Reproduce the test-driven development page below word for word, from its title through its final line.

§ **Provided passage**:
• • • • • • •

Test-Driven Development (TDD) — Mandatory Skill

Agent: Builder (primary), Janitor (verification) Phase: BUILD Phase 3 (Implementation), DEBUG Phase 2 (Fix) Priority: CRITICAL — This skill is NON-NEGOTIABLE

IRON LAW

NO PRODUCTION CODE WITHOUT A FAILING TEST FIRST.

This is not a guideline. This is not a suggestion. This is not "when practical." This is an absolute rule with zero exceptions.

The RED → GREEN → REFACTOR Cycle

mermaid

graph TD
    A[Start: New Requirement or Bug Fix] --> B{Write a Failing Test}
    B --> C[RED: Test MUST fail]
    C --> D{Test fails?}
    D -->|No| E[STOP: Your test is wrong.<br/>Fix the test first.]
    D -->|Yes| F[Write MINIMAL production code]
    F --> G[GREEN: Run tests]
    G --> H{All tests pass?}
    H -->|No| I[Fix production code.<br/>Do NOT touch the test.]
    I --> G
    H -->|Yes| J[REFACTOR: Improve code quality]
    J --> K[Run ALL tests again]
    K --> L{All tests still pass?}
    L -->|No| M[Revert refactor. Try again.]
    M --> J
    L -->|Yes| N{More requirements?}
    N -->|Yes| B
    N -->|No| O[Done: Write result.md]

Phase Details

RED Phase

•Write exactly ONE test that describes the behavior you want.
•Run the test. It MUST fail.

• • • • • • •

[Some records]

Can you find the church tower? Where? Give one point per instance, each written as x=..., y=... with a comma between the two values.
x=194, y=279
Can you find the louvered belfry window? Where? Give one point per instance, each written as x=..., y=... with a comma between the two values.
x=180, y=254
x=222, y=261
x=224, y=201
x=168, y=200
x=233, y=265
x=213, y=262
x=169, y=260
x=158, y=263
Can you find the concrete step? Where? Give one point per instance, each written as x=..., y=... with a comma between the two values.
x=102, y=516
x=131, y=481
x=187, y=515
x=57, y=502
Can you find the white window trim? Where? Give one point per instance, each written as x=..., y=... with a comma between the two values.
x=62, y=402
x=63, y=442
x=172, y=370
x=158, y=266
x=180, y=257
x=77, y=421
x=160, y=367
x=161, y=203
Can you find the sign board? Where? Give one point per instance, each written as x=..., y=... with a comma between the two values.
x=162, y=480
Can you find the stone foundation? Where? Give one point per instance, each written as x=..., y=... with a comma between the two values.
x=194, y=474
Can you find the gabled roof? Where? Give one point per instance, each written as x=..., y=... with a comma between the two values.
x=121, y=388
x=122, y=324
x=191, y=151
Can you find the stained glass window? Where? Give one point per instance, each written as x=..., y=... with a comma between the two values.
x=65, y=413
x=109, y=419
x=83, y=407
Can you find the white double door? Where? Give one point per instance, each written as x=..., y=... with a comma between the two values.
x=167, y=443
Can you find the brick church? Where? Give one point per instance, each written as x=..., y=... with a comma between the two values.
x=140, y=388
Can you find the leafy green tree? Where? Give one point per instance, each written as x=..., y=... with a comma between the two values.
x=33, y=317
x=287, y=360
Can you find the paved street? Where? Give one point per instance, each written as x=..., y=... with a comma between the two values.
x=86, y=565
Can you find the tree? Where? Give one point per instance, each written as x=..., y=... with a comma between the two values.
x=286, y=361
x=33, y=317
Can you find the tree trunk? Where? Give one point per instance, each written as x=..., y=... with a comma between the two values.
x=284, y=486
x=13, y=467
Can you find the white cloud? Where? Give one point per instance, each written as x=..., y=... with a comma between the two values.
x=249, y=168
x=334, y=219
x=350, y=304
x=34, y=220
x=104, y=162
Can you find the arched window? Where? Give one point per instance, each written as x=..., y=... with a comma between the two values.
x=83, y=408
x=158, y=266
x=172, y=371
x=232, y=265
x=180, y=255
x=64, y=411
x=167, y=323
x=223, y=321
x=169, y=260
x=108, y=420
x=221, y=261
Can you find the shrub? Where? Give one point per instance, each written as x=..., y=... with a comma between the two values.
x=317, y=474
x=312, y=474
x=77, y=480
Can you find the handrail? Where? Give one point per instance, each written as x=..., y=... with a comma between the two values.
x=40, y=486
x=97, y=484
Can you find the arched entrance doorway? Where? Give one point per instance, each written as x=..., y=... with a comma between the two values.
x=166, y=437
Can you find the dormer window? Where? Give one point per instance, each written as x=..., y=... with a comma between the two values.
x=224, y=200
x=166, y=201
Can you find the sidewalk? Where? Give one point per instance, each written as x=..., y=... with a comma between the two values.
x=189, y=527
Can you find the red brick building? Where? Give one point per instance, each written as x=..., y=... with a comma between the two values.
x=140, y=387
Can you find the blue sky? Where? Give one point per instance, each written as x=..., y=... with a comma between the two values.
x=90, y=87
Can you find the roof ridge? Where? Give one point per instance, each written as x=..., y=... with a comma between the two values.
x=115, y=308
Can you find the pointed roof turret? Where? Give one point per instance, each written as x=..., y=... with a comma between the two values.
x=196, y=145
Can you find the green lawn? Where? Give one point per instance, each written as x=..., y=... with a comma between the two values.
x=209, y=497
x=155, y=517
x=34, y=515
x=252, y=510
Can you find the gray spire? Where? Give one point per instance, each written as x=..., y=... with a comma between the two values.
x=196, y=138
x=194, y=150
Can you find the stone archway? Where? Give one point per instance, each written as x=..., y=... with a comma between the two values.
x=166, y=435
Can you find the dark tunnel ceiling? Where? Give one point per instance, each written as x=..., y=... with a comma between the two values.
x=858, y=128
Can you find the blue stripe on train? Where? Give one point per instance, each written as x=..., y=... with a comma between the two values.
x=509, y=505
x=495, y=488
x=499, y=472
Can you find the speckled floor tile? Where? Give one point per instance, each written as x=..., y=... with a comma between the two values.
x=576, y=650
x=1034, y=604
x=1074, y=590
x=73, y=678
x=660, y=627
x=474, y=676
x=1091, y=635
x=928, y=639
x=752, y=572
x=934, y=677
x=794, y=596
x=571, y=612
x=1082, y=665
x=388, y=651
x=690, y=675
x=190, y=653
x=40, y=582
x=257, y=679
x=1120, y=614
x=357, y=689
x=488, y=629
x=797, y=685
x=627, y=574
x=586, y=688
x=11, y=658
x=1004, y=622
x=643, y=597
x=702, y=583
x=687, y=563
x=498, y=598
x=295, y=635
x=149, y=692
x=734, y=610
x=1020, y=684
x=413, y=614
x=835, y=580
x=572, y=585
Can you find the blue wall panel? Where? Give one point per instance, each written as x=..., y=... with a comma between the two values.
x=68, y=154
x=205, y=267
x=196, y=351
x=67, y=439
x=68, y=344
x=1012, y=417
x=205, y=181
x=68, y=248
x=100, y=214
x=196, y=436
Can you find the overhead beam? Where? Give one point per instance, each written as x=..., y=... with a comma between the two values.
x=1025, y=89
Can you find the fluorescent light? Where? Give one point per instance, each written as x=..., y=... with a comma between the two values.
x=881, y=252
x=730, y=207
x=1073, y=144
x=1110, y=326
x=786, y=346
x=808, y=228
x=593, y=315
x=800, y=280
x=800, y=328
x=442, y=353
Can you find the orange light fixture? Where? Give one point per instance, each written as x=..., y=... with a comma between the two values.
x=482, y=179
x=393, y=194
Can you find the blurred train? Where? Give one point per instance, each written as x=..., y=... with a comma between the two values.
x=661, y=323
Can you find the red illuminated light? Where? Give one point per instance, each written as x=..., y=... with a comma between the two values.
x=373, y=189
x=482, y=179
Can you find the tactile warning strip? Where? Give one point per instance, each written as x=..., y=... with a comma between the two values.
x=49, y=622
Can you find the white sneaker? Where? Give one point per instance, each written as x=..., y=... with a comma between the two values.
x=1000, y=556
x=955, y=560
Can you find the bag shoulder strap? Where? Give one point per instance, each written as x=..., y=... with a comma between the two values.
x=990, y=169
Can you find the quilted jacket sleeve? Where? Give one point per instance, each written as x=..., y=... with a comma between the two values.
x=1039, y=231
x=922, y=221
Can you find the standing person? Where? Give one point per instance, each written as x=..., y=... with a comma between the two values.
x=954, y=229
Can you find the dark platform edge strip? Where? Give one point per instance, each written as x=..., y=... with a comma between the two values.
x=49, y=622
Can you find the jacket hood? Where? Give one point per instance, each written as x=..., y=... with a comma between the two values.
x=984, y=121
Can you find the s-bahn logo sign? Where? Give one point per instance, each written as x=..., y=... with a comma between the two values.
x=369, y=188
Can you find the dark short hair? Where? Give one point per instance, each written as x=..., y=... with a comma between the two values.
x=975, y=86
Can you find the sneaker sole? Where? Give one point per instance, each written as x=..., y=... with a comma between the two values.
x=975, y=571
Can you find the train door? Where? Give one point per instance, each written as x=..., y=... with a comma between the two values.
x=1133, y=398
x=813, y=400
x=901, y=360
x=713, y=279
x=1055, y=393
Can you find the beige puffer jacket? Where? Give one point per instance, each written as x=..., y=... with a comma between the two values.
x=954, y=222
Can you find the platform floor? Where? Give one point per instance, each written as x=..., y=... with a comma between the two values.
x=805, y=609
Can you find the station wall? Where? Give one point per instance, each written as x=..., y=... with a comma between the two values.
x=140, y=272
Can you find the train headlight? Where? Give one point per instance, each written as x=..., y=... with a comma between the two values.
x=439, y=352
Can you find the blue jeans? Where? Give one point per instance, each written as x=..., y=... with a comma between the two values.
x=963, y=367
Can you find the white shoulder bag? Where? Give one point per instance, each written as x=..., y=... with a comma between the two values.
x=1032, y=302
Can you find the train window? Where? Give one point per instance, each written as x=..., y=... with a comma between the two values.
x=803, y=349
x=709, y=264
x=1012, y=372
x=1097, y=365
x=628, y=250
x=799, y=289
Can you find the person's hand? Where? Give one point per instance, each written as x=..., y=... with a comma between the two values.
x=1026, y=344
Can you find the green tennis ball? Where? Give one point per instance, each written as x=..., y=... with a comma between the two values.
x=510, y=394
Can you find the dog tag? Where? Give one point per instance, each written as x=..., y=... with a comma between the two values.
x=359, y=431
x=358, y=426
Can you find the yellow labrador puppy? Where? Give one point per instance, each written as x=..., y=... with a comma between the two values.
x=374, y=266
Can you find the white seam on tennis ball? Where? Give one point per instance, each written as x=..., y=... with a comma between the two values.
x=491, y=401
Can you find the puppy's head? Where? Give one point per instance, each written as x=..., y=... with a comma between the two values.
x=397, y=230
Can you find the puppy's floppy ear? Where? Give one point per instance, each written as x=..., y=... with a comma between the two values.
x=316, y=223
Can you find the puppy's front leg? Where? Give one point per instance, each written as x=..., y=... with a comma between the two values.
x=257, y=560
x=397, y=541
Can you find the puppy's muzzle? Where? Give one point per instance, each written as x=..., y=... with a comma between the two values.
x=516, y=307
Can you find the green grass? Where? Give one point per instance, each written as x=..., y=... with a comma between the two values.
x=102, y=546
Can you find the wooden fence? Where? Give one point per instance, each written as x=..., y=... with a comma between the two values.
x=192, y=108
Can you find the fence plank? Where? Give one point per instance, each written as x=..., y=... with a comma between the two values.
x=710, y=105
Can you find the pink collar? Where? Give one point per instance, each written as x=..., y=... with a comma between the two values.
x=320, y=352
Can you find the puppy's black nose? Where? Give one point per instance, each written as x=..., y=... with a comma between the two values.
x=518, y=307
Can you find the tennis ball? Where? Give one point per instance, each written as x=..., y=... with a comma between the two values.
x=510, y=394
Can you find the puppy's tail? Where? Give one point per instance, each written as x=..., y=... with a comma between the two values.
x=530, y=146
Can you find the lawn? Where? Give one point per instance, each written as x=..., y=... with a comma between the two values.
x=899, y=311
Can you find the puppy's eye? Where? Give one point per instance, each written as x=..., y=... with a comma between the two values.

• • • • • • •

§ **Full response**:
Test-Driven Development (TDD) — Mandatory Skill

Agent: Builder (primary), Janitor (verification) Phase: BUILD Phase 3 (Implementation), DEBUG Phase 2 (Fix) Priority: CRITICAL — This skill is NON-NEGOTIABLE

IRON LAW

NO PRODUCTION CODE WITHOUT A FAILING TEST FIRST.

This is not a guideline. This is not a suggestion. This is not "when practical." This is an absolute rule with zero exceptions.

The RED → GREEN → REFACTOR Cycle

mermaid

graph TD
    A[Start: New Requirement or Bug Fix] --> B{Write a Failing Test}
    B --> C[RED: Test MUST fail]
    C --> D{Test fails?}
    D -->|No| E[STOP: Your test is wrong.<br/>Fix the test first.]
    D -->|Yes| F[Write MINIMAL production code]
    F --> G[GREEN: Run tests]
    G --> H{All tests pass?}
    H -->|No| I[Fix production code.<br/>Do NOT touch the test.]
    I --> G
    H -->|Yes| J[REFACTOR: Improve code quality]
    J --> K[Run ALL tests again]
    K --> L{All tests still pass?}
    L -->|No| M[Revert refactor. Try again.]
    M --> J
    L -->|Yes| N{More requirements?}
    N -->|Yes| B
    N -->|No| O[Done: Write result.md]

Phase Details

RED Phase

•Write exactly ONE test that describes the behavior you want.
•Run the test. It MUST fail.